*EXERCISE AIM*: Pull out each line in the rows below that contains the word "mascot". Copy every such line without changes.

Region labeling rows

┏━━

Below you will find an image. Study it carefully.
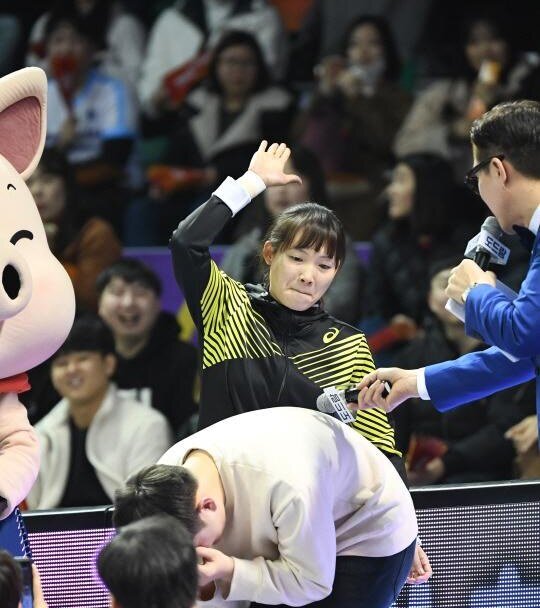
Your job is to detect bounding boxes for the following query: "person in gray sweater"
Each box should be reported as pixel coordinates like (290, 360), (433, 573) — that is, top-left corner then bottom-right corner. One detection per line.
(114, 407), (417, 608)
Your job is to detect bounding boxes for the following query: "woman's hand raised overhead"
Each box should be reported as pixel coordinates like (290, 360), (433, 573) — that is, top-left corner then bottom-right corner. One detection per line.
(249, 140), (302, 187)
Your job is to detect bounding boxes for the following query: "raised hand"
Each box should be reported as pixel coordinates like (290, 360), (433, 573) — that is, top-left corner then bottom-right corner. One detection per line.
(249, 140), (302, 186)
(407, 544), (433, 585)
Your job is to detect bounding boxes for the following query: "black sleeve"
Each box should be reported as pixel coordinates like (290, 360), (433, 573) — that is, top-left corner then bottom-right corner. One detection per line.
(170, 342), (198, 432)
(364, 239), (389, 318)
(169, 196), (232, 331)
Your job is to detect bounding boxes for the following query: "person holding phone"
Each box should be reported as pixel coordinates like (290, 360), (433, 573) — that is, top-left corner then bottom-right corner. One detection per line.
(0, 550), (48, 608)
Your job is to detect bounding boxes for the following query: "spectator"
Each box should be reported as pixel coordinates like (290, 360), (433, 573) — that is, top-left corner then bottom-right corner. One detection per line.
(97, 259), (198, 433)
(295, 16), (410, 240)
(139, 0), (287, 116)
(362, 154), (472, 346)
(28, 148), (122, 312)
(394, 16), (540, 179)
(97, 515), (197, 608)
(142, 31), (292, 243)
(221, 146), (365, 323)
(26, 0), (145, 87)
(46, 11), (136, 230)
(27, 317), (171, 509)
(114, 407), (417, 608)
(504, 382), (540, 479)
(390, 264), (534, 485)
(0, 549), (47, 608)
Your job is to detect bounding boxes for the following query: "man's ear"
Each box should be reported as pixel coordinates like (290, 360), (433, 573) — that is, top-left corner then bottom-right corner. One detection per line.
(197, 496), (217, 514)
(492, 158), (510, 184)
(262, 241), (274, 266)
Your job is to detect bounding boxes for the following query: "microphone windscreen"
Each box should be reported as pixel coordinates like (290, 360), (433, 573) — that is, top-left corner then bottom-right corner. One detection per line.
(482, 215), (503, 239)
(317, 393), (335, 414)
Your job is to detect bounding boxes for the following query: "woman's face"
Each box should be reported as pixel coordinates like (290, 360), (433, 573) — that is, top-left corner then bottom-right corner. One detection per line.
(347, 23), (384, 65)
(263, 241), (337, 311)
(264, 160), (310, 218)
(217, 44), (257, 97)
(465, 21), (508, 72)
(27, 166), (66, 223)
(47, 23), (92, 72)
(386, 163), (416, 220)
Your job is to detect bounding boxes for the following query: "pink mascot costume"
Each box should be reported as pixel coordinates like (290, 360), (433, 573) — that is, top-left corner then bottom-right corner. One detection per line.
(0, 68), (75, 519)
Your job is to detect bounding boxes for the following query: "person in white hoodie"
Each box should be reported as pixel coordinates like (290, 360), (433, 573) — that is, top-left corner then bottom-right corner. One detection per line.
(27, 316), (172, 509)
(114, 407), (417, 608)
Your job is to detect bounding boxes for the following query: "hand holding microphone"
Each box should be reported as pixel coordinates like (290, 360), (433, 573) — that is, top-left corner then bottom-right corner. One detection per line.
(446, 216), (502, 304)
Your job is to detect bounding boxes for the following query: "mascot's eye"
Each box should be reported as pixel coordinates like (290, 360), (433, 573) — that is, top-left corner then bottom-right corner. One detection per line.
(9, 230), (34, 245)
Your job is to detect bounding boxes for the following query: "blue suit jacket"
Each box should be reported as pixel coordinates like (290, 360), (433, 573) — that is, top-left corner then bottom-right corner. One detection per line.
(425, 229), (540, 428)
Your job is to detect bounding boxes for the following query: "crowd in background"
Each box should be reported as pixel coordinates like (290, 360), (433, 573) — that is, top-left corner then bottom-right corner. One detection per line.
(0, 0), (540, 507)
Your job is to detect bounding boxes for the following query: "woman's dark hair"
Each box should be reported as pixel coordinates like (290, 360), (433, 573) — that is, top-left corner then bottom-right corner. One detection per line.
(97, 515), (197, 608)
(264, 203), (345, 269)
(290, 144), (328, 205)
(342, 15), (401, 80)
(206, 30), (270, 94)
(52, 313), (115, 363)
(33, 148), (83, 254)
(0, 550), (23, 608)
(113, 464), (202, 535)
(395, 153), (456, 236)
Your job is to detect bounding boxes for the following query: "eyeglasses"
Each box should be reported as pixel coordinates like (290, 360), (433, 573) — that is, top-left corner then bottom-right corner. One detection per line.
(465, 154), (504, 196)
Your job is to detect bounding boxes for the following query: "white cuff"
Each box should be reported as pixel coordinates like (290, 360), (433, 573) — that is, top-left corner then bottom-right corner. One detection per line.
(212, 177), (251, 216)
(236, 171), (266, 200)
(416, 367), (430, 401)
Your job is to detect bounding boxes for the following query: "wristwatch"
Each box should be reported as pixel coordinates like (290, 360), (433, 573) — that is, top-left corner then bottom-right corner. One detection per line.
(461, 283), (478, 304)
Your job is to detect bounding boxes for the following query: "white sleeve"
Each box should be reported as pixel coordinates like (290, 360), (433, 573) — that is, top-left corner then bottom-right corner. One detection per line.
(218, 492), (336, 606)
(416, 367), (431, 401)
(212, 171), (266, 216)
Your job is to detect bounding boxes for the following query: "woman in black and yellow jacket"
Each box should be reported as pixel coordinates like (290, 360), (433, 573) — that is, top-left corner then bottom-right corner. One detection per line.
(171, 142), (400, 456)
(170, 141), (430, 582)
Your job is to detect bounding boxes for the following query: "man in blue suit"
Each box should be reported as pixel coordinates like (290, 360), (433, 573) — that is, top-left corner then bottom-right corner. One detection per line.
(358, 101), (540, 454)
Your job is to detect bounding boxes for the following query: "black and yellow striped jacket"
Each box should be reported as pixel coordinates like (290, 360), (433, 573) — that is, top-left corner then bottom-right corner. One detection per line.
(171, 196), (400, 455)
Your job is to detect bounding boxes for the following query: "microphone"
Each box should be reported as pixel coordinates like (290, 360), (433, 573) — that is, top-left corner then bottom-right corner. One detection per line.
(465, 215), (510, 270)
(317, 381), (392, 414)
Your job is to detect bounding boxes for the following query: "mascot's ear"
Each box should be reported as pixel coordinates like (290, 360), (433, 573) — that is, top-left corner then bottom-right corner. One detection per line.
(0, 68), (47, 179)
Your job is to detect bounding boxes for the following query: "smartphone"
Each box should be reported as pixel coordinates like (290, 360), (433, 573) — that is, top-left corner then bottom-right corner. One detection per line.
(15, 557), (34, 608)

┗━━

*RESULT*:
Your job is to detect bounding boxes for the following query: "pink mascot costume"
Your job is to detect bounding boxes for the following query: "mascot's eye"
Your job is to detect bounding boxes for the following query: "mascot's ear"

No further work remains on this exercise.